* **Document excerpt**:
____________

Can Player Culture Get Canceled Forever?

Can Player Culture Get Canceled Forever? January 16, 2018

tom cruise magnolia

In the 1999 film Magnolia, Tom Cruise plays professional misogynist self-help guru Frank “T.J.” Mackie who makes retreats and videos under the brand “Seduce and Destroy” for men who need help getting laid. His presentations include titles like “How to Fake Like You are Nice and Caring.” I think it’s the best role Tom Cruise has ever played, and it’s a dark satirical commentary on the player culture he’s helped create as a male celebrity.

Players are guys who know how to get laid like the movie stars do. In the movies, all it takes to get laid is to have the right pickup line, body language, and facial expressions, because in the movies, two people have to move from being complete strangers to jumping into bed together in an artificially truncated period of time in a plot that is artificially driven by dialogue in a way that real life isn’t (or wasn’t before movies started defining real life). Men like me have been socialized by the player culture that was created by the artificial reality of movies. Our masculinity has been corrupted by toxic social expectations that would not have existed without movies, sitcoms, and other forms of pop culture.

Though throughout thousands of years of patriarchy, men have probably always competed in some form to get the most women or the most attractive women, player culture has made the number of women you coax, cajole, and/or force into bed with you the unique measure of your manhood. In the past, men earned their manhood in hunts and on battlefields; now the hunt and battlefield has been reduced to the ability to get a woman from the club into your bed.

If your social media feed looks anything like mine, you’re watching a fierce debate over whether what “Parks & Rec” and “Master of None” star Aziz Ansari did on a date last year counts as sexual assault. According to a story published by babe.net, he went on a date with a woman and brought her back to his place where he aggressively tried to push her into having sex with him. He was trying to be a player. She was giving him a lot of negative feedback, and he kept pushing. Instead of arguing over what specific boundary line has to get crossed for sexual exploitation to officially become criminal sexual assault, how about we just cancel player culture forever?

____________

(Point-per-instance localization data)

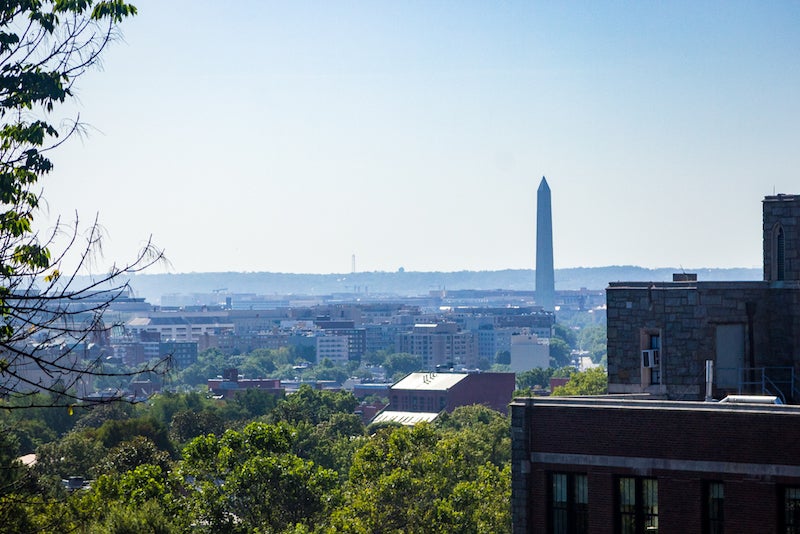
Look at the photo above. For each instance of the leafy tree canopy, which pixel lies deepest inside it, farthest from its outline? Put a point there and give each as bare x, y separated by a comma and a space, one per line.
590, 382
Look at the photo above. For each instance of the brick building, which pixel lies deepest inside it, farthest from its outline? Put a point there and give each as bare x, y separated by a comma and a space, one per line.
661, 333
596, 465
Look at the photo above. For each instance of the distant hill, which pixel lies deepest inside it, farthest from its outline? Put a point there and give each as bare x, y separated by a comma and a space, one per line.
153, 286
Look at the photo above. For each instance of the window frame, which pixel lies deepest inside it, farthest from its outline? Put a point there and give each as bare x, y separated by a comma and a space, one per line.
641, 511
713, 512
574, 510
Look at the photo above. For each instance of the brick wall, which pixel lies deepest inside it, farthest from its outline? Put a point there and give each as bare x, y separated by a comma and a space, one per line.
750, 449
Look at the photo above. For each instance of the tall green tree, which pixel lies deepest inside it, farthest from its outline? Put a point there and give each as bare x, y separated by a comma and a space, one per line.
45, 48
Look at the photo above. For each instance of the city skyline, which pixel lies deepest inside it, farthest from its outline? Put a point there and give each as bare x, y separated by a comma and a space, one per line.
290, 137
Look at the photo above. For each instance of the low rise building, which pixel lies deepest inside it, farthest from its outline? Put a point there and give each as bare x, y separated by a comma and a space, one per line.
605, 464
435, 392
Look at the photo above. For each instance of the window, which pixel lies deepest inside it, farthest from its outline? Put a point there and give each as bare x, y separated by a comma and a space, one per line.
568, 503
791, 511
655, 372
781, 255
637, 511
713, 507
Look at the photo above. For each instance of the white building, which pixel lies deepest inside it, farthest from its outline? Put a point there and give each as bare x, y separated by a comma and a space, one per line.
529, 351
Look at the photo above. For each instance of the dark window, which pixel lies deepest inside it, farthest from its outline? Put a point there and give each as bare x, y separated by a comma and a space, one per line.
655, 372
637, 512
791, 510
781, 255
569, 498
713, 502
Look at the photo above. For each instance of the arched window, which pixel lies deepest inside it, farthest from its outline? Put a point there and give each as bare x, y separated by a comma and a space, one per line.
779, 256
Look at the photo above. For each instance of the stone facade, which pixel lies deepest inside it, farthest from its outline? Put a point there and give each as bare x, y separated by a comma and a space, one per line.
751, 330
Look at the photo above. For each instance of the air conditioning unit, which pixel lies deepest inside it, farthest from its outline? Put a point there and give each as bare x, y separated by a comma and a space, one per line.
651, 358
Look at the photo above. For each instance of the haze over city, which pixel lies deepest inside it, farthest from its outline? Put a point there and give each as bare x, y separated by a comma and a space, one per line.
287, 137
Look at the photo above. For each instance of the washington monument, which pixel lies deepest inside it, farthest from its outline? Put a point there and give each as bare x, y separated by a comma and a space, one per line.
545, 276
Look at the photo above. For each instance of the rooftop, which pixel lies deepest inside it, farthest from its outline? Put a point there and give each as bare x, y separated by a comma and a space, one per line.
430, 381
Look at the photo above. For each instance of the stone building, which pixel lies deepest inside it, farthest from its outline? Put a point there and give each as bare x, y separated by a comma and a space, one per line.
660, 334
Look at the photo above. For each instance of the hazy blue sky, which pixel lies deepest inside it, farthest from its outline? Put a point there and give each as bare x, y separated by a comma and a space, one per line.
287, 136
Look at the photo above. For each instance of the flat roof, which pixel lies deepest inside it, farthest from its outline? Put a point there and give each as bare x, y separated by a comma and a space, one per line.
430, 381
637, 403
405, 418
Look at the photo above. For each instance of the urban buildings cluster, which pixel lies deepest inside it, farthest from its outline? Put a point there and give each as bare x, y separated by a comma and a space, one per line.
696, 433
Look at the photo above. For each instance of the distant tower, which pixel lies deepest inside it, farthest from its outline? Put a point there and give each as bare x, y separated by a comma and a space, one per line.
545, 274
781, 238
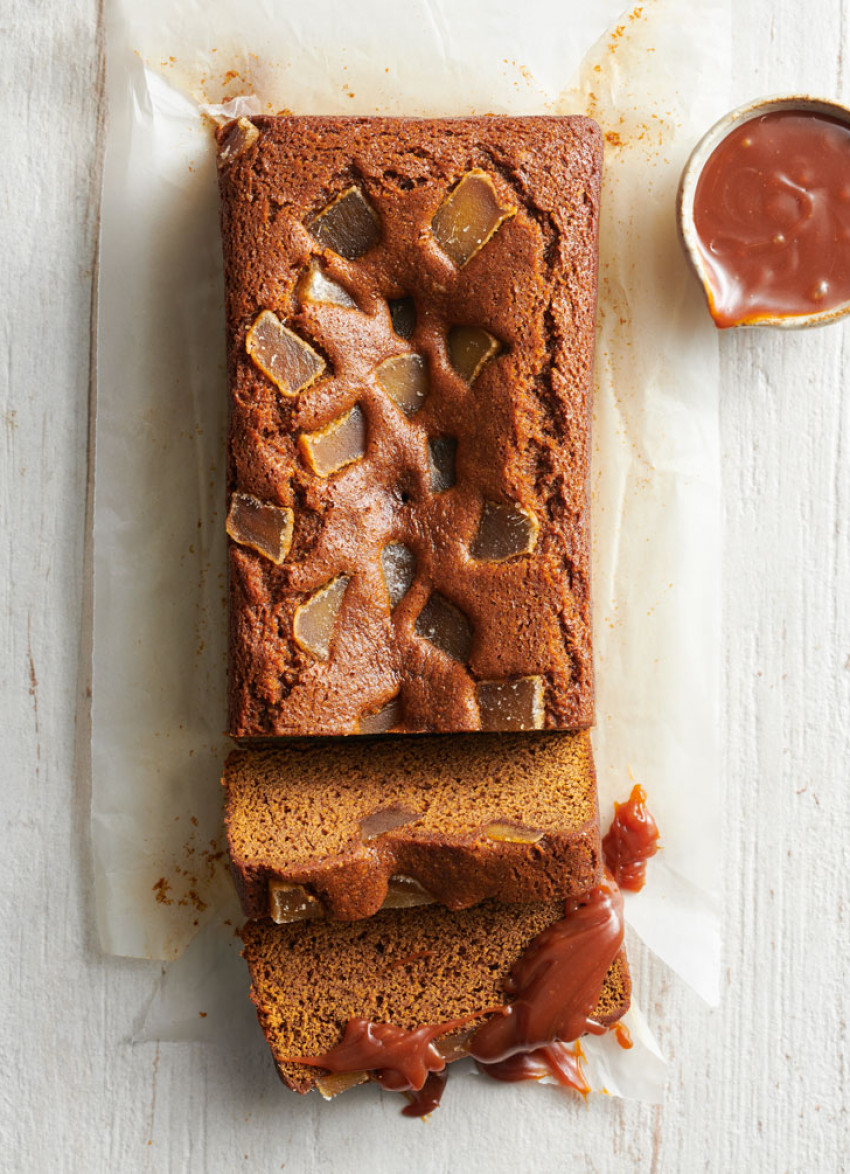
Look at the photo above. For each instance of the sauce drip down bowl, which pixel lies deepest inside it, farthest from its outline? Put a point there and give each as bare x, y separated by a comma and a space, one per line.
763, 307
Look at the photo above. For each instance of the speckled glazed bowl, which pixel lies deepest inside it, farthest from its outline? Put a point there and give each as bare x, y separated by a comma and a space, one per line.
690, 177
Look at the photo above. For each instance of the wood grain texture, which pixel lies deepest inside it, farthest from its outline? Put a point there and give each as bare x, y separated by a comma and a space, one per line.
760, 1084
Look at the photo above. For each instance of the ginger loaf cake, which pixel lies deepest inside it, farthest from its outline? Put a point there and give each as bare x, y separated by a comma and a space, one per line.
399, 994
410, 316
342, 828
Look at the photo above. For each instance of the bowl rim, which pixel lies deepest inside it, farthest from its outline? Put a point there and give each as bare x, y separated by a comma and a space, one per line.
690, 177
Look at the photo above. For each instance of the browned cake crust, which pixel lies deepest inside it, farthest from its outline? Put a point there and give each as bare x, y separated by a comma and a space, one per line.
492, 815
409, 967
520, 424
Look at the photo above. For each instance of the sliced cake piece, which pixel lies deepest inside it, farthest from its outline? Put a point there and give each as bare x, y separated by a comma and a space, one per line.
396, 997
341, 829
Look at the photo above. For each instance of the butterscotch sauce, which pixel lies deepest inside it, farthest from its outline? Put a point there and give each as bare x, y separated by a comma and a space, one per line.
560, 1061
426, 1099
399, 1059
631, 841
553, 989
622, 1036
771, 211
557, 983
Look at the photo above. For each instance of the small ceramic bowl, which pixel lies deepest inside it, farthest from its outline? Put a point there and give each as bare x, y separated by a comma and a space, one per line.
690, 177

____________

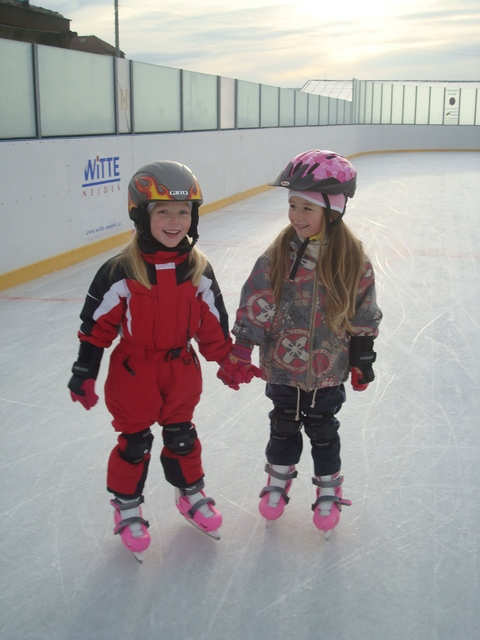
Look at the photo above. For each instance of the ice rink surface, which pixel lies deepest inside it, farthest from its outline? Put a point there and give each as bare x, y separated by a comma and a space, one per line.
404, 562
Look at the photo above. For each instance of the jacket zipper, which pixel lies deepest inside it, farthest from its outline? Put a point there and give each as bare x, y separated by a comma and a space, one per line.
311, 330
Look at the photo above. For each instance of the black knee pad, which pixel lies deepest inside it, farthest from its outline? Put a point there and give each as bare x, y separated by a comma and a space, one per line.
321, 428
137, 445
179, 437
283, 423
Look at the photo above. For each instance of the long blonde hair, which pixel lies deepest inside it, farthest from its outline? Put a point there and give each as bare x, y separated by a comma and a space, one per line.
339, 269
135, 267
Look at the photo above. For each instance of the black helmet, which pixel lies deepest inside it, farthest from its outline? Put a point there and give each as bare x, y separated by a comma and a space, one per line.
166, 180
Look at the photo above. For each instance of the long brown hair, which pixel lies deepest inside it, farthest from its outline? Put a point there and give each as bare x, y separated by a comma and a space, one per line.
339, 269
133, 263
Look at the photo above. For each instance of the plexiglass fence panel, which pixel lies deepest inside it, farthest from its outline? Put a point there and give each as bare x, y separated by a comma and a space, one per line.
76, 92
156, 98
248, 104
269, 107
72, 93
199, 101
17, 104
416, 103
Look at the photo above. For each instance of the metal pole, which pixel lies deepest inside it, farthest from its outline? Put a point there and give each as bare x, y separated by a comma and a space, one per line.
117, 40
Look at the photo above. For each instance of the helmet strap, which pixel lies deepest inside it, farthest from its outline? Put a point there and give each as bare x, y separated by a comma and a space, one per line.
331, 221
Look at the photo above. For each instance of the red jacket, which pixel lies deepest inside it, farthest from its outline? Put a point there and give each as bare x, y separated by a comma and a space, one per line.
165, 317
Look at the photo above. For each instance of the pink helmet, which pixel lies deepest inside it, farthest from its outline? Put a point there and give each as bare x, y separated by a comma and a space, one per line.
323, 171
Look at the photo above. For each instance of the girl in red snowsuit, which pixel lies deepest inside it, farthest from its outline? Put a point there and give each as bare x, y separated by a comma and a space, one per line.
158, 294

____________

* **Activities**:
1) Write out word for word the passage from the essay on player culture that begins with the words containing "Though throughout thousands" and ends with "into your bed.".
2) In the essay on player culture, under what brand does Tom Cruise's character in Magnolia make his retreats and videos?

* **Outputs by task**:
1)
Though throughout thousands of years of patriarchy, men have probably always competed in some form to get the most women or the most attractive women, player culture has made the number of women you coax, cajole, and/or force into bed with you the unique measure of your manhood. In the past, men earned their manhood in hunts and on battlefields; now the hunt and battlefield has been reduced to the ability to get a woman from the club into your bed.

2) "Seduce and Destroy"